### Exercise aim
Can you convert the items in the stretch from the line containing "dryer control knob" through the line containing "point(420, 302)" into a two-column CSV with the columns "prompt" and "answer", one row per item? Put each item's text and its answer in a single quoted field, and replace any line breaks with spaces.

(Location labeling items)
────────────────

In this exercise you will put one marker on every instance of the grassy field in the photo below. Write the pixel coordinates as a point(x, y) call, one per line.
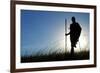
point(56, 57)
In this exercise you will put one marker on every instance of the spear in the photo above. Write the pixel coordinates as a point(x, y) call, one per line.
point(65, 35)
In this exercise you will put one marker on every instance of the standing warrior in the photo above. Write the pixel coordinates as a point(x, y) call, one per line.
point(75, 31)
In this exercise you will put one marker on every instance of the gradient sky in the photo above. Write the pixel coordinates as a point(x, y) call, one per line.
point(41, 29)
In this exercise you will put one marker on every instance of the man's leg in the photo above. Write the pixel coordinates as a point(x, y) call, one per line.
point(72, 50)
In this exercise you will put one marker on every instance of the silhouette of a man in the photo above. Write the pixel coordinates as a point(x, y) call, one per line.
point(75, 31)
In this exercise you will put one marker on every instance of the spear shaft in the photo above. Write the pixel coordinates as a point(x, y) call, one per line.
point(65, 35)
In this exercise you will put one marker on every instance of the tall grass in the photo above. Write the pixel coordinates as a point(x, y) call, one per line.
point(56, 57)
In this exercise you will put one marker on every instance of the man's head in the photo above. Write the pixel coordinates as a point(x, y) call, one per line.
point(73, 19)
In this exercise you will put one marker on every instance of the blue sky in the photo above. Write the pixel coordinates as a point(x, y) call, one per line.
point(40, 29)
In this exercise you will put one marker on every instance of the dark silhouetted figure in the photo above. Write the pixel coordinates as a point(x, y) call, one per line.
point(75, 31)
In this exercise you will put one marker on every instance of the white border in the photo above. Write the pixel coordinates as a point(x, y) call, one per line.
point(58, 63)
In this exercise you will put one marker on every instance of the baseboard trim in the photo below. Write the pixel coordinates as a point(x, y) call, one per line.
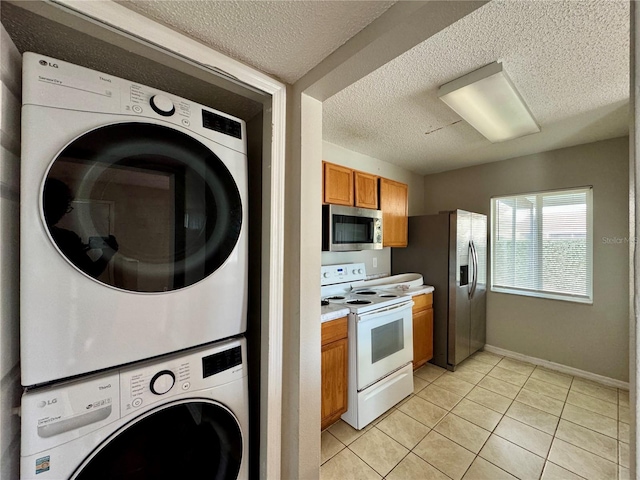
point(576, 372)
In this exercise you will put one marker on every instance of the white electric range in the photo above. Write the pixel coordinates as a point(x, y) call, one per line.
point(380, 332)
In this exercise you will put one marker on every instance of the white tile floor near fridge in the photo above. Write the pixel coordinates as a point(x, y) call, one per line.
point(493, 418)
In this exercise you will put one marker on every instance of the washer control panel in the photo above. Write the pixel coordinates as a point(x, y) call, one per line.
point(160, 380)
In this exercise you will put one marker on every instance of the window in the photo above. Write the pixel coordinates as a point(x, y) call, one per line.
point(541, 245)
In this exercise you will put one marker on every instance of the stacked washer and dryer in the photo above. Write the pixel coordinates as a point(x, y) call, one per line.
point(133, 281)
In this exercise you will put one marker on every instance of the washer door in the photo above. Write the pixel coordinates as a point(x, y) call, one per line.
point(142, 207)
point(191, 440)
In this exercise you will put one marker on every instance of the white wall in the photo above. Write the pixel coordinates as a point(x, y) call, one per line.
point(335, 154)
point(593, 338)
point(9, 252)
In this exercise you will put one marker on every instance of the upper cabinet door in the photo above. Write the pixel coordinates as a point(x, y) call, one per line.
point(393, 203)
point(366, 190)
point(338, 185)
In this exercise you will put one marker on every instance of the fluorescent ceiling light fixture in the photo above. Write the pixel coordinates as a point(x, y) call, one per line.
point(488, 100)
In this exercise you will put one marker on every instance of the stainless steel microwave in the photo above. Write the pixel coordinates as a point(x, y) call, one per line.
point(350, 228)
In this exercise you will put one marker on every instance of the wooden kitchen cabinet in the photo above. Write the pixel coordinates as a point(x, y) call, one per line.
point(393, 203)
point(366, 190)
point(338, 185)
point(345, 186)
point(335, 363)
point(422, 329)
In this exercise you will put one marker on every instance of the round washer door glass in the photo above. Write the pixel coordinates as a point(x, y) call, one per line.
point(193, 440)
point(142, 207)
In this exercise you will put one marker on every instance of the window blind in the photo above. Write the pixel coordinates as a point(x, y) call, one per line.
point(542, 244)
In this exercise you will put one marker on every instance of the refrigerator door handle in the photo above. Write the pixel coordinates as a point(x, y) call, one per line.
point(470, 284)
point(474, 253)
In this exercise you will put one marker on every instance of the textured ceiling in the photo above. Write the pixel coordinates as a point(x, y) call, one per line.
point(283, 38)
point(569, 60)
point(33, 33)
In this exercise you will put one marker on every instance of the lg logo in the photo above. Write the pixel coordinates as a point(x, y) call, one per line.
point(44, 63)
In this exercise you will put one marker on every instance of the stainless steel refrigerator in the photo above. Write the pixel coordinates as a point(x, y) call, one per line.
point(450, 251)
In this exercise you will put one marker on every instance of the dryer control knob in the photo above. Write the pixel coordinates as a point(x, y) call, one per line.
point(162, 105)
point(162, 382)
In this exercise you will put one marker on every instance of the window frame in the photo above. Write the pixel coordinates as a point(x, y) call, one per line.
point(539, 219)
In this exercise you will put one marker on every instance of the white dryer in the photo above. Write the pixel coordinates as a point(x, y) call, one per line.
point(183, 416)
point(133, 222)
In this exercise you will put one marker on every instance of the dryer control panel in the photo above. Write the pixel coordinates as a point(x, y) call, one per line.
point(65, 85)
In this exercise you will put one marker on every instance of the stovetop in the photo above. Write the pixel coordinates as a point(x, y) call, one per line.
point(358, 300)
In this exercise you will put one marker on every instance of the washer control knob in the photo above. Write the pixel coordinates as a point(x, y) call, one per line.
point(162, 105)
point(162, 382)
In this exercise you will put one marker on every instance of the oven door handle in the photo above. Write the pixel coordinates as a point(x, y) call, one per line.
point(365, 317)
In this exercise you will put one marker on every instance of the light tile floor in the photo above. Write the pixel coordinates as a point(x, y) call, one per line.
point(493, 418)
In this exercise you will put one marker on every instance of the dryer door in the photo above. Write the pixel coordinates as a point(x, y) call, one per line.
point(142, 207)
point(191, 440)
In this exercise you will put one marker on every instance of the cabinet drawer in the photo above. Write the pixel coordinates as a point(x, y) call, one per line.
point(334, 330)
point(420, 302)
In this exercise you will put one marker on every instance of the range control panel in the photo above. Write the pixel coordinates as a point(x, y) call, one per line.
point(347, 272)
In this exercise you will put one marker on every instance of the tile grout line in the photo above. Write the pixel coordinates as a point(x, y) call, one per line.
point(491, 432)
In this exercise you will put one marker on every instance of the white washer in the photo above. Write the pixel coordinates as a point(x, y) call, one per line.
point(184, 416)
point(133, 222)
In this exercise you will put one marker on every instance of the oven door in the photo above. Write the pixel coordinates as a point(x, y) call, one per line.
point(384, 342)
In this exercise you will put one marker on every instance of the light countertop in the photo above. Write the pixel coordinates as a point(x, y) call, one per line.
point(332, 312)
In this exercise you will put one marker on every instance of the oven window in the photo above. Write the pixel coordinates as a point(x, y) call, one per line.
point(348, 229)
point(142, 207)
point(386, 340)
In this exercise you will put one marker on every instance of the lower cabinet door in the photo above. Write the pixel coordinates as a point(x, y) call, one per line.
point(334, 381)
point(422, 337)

────────────────

### Exercise solution
prompt,answer
"In this exercise you will put one marker on every instance of the dryer control knob in the photo above. Write the pixel coordinates as a point(x, y) call, one per line.","point(162, 105) point(162, 382)"
"In this exercise you will put one marker on every instance of the window frame in the photo above. Write the pixel coordinates as a point(x, y) call, one per line.","point(539, 219)"
"In this exercise you will put one marker on every instance of the white dryer in the photo above. Write the pixel coordinates as a point(x, y) call, one per line.","point(183, 416) point(133, 222)"
"In this exercise you will put one marker on every instance of the dryer control panel in the photo above. Write the pixel coordinates as a point(x, y) call, one per line.","point(65, 85)"
"In this exercise you will put one marker on every instance of the stovetop in the photo above. Write the pixel coordinates as a point(x, y) call, one per line.","point(358, 300)"
"In this exercise you will put one marker on every instance of the washer control knob in the photo above. Write the pixel coordinates as a point(x, y) call, one per line.","point(162, 105) point(162, 382)"
"In this exercise you will put one marker on every instance of the oven door handle in the photo above. Write the pixel coordinates as a point(x, y) call, one per line.","point(365, 317)"
"In this exercise you will put one marker on every instance of the light tile floor in the photo above. Write the pixel coordinates as a point(x, y) call, one per line.","point(493, 418)"
"In this exercise you will put one marker on every instance of the dryer door in the photo above. Write the pixel coordinates as a point(x, y) call, one per line.","point(142, 207) point(191, 440)"
"In this exercise you will put one marker on every instance of the cabinet drawer in the photo above. Write the pixel coordinates as a point(x, y) call, one per line.","point(334, 330) point(420, 302)"